### Job
Exactly and only the lines from the one with "Where can the spectator" through the end of the listing are to be transcribed, both ends included.

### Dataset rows
--- START ---

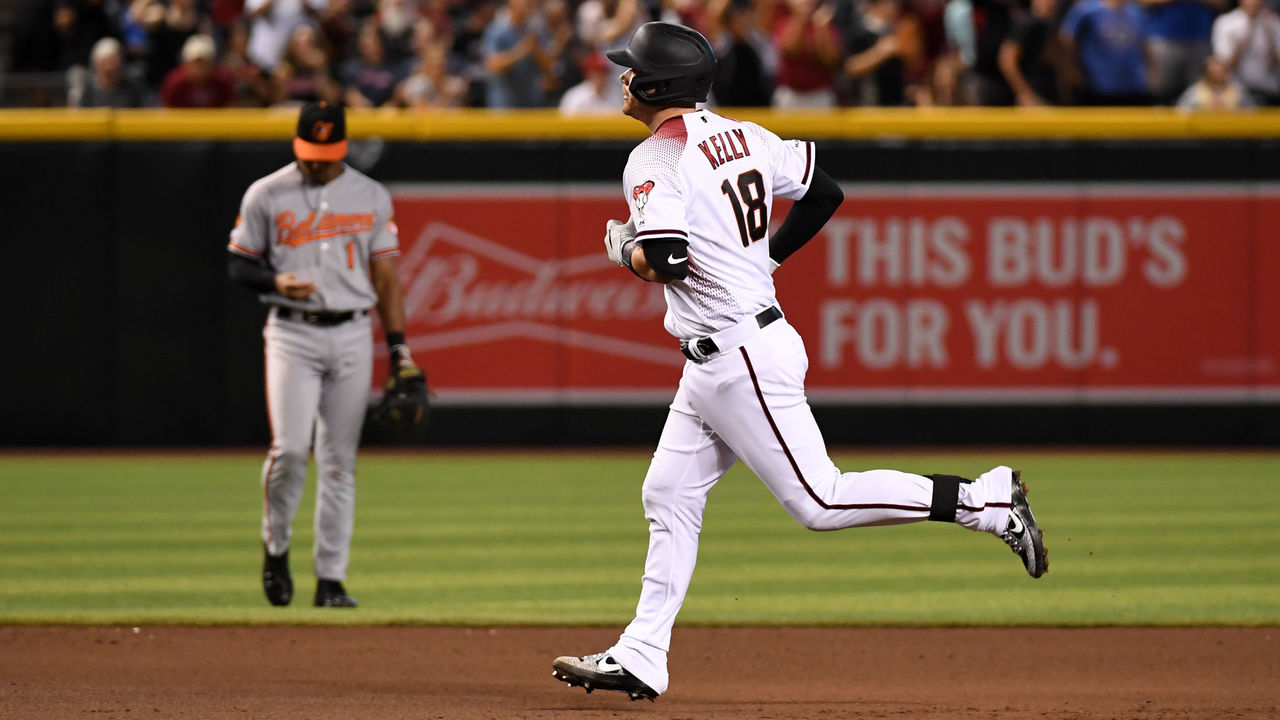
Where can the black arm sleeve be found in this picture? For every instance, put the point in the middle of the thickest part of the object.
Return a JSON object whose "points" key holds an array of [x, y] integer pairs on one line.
{"points": [[807, 215], [254, 274], [668, 256]]}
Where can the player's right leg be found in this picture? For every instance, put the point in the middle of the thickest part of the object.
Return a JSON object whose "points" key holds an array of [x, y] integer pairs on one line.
{"points": [[292, 393], [689, 460]]}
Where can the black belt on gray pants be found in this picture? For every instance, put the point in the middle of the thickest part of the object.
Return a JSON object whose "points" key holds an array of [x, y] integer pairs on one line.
{"points": [[707, 346], [318, 317]]}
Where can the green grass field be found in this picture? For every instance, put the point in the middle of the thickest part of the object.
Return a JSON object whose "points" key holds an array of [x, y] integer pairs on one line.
{"points": [[560, 538]]}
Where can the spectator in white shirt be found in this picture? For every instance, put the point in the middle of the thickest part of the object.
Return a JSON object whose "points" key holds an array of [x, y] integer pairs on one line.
{"points": [[598, 94], [273, 22], [1248, 41]]}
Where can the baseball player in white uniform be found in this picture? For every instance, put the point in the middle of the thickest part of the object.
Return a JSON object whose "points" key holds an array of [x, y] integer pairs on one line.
{"points": [[316, 238], [700, 191]]}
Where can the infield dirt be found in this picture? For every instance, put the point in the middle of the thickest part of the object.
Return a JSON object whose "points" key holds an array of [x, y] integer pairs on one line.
{"points": [[717, 673]]}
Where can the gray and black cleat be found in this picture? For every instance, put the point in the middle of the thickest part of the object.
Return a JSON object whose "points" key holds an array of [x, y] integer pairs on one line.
{"points": [[600, 671], [330, 593], [1022, 533], [277, 582]]}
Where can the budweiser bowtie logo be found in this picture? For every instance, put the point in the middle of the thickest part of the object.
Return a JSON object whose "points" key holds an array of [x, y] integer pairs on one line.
{"points": [[461, 288]]}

--- END ---

### Written reply
Where can the spectator in white shirt be found in this picture? For every instance, put the point in the middle of the thickest part of the object.
Return a JSON object whose "points" key holds an array of [x, y] integer pairs on one line.
{"points": [[598, 94], [273, 22], [1248, 41]]}
Where can the baseball player in white uniform be found in this picture? For every instance, put the point in the middle of the thickest part of the object.
Return a JSON object whose "points" key holds an array of [x, y] integer pairs on one line.
{"points": [[316, 238], [700, 191]]}
Where can the infield dirt be found in this picture? For every instance, put the point in the middle of the thickest part of the object.
Return a JSON object whose "points" key holds an array of [x, y] integer pairs on one line.
{"points": [[717, 673]]}
Where can the gray and black cleat be found in this picture? For every instance, put the point in the middle of the thickest part of the object.
Return a JSON object whose "points" key holds an array of [x, y] integer pairs on one line.
{"points": [[600, 671], [330, 593], [1022, 533], [277, 582]]}
Where can the budweiser bowtie logo be found in this picture? For every instance, put the point in the middle of the thickest part of the object.
Return a JSON object whose "points" key holds an array of [x, y] integer pairs on one line.
{"points": [[461, 288]]}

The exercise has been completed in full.